Collected data entries
- Opening Delimiter -

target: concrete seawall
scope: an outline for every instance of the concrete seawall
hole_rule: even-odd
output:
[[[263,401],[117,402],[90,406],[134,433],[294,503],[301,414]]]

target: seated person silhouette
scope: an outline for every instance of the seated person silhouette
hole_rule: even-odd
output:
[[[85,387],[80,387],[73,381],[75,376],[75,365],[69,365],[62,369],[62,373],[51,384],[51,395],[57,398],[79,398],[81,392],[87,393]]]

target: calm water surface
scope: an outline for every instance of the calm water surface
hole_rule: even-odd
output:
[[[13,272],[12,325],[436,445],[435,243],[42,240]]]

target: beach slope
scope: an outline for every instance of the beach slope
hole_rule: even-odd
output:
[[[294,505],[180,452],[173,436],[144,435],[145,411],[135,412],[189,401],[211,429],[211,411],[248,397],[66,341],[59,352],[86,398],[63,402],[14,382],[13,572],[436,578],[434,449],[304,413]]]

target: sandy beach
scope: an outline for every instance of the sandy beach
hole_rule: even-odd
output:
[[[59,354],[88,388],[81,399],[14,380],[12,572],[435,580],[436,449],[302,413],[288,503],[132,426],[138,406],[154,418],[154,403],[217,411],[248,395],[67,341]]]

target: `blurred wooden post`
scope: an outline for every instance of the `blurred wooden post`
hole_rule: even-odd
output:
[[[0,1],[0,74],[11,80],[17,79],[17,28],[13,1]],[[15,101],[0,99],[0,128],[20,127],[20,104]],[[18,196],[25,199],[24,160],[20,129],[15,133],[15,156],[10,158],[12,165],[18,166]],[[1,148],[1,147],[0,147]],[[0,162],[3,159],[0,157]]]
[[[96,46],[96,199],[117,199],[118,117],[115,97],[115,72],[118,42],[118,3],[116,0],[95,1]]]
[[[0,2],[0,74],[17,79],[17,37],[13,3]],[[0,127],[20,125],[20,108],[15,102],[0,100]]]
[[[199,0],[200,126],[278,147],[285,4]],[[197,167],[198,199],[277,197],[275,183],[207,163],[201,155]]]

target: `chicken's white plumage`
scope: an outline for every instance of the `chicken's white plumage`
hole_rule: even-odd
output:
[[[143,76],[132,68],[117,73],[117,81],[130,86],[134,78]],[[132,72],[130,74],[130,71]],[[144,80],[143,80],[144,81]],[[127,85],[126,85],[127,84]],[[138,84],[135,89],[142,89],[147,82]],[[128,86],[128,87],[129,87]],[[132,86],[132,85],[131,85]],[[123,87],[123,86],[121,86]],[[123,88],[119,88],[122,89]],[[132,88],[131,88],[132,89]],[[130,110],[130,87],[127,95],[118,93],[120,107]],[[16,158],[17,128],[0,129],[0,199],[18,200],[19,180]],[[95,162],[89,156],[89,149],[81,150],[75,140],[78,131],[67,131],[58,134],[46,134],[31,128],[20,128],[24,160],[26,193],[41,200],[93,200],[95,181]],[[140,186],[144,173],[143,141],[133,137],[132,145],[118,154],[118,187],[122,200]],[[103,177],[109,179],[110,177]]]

- Closing Delimiter -

### YOUR ASSIGNMENT:
When a line in the data contains the string "silhouette", copy that line.

### TASK ANSWER:
target: seated person silhouette
scope: an outline for every instance of the seated person silhouette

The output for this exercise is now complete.